● **REQUIREMENTS**
Copy each of the items below word for word, leaving out the pictures.

-- START --

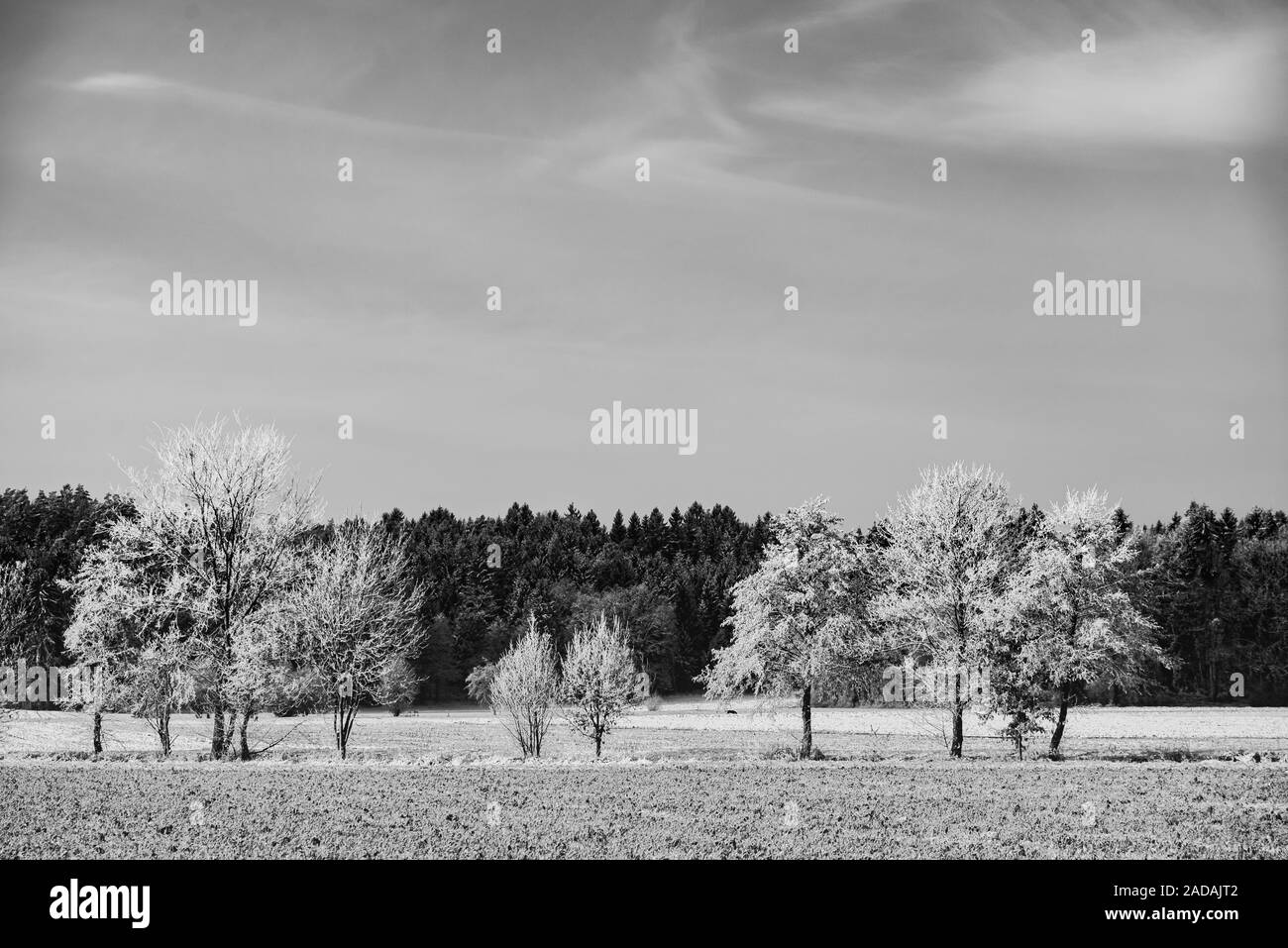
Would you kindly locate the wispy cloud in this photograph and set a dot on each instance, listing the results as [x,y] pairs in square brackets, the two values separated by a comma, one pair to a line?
[151,89]
[1189,84]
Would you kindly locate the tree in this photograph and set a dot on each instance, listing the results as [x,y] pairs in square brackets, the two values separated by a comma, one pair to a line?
[18,610]
[943,575]
[797,621]
[224,514]
[1076,618]
[526,689]
[478,683]
[597,678]
[128,608]
[357,612]
[155,685]
[398,685]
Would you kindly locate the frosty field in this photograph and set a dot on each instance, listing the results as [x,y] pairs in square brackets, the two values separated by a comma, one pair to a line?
[684,781]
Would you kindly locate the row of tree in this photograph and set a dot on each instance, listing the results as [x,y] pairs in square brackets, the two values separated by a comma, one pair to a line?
[957,578]
[211,562]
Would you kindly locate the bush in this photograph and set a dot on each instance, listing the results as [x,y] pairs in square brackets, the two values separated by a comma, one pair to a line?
[526,687]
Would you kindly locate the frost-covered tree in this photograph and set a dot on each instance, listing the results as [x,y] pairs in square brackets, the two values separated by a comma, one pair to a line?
[1073,616]
[130,608]
[943,575]
[155,683]
[356,612]
[798,620]
[597,678]
[526,689]
[219,520]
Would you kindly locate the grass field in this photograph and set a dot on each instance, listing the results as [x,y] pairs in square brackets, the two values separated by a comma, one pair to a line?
[684,781]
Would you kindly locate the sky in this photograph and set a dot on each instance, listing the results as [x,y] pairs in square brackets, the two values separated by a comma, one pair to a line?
[768,168]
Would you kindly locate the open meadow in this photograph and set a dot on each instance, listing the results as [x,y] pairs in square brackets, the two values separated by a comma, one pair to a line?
[684,781]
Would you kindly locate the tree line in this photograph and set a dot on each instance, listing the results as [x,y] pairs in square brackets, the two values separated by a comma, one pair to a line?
[210,561]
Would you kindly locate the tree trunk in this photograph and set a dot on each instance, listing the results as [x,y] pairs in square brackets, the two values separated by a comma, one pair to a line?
[217,738]
[806,725]
[1059,721]
[230,730]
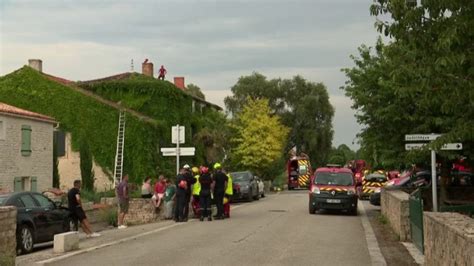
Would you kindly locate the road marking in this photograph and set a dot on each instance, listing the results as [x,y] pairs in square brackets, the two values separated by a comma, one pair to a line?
[74,253]
[55,259]
[374,250]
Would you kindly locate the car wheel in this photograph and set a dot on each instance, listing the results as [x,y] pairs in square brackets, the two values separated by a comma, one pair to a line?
[25,239]
[249,196]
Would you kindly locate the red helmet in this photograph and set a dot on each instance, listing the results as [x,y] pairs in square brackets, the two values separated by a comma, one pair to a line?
[204,170]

-- END --

● **OUTPUT FOR THIS TASK**
Would you kindly locate the wispy cloud in this photograph and set a dot on each instance, listing the results as [x,y] pairs in square brackets, the two values separated by a comma, one pair to a line?
[151,89]
[1189,84]
Would you kindly locate the tree in this photograph and set a dot on each instance, listing the results as [x,y] pairs in square brackets, the two values separated by a comma, one pair to a line?
[18,610]
[943,575]
[797,621]
[224,514]
[1076,618]
[526,689]
[478,683]
[597,678]
[128,608]
[357,612]
[155,685]
[398,685]
Would you kindly locate the frosty field in this photograph and set a dot on each instance, listing the results as [x,y] pairs in square brackets, the two values separated by a comma, one pair to a line?
[684,781]
Would you kindly locate the row of tree in this photograph and set a dot on each instance, listing the results as [x,y] pairs in square brackets, the two values separated by a comma, one pair to a line?
[957,578]
[211,562]
Would you kindly locate the bush in this photograph and set a dot on each instance, listing the results as [x,y] pairs in square brackets, the two values separated by a comma, one pair to a line?
[526,687]
Would you kindly locate the frost-covered tree in this photograph and set a dot on each instance, listing the results as [x,y] pairs in square brackets, the two values separated by a comma, one pair to a line?
[1073,616]
[130,608]
[943,575]
[155,683]
[356,612]
[798,620]
[597,678]
[526,689]
[219,520]
Would you kindly locate the grass field in this photograph and set a dot on each instance, listing the results as [x,y] pairs in square brackets, the two values separated by a comma, one pair to a line?
[684,781]
Would you kindly locate the sky in this photograph and set a dot on each instance, listing the results as [x,y] pairs in square brackets, the two values separated by a comma, one pair to a line?
[768,168]
Would you kindly locate the open meadow in this photograph and set a dot on each instance, listing the results as [x,y] pairs in square brackets, the two values separated by a comma, one pair to a line?
[684,781]
Would you kindly locate the tree line in this photograph and set a dot on each instance, listing the results as [x,y] pairs in square brackets, the two values separated by a comma, one pair to a line?
[210,561]
Would you kindly locate the tree trunk in this photograph and set a dot on each instance, listing the results as [x,y] pairs in square brackets, the two values separated by a comma, one pair to a line?
[217,738]
[806,725]
[1059,721]
[230,730]
Would you kindly locate the road marking in this photograph and set a dot on each instance, listing the results as [x,y] pairs in square brackets, the two values separated by a comma, one pair to a line?
[74,253]
[55,259]
[374,250]
Would you kindly locate the car wheel in this photograph and set a dot on each instance, listing the results as [x,y] pairs in square brackets, the two values separated by a comma, one pair to a line?
[25,239]
[249,196]
Would you kindly locate the red helmet in this photograph and set a dot on each instance, listing the results as [x,y] pairs in square brackets, the two values separated by a comma, one pair to a line?
[204,170]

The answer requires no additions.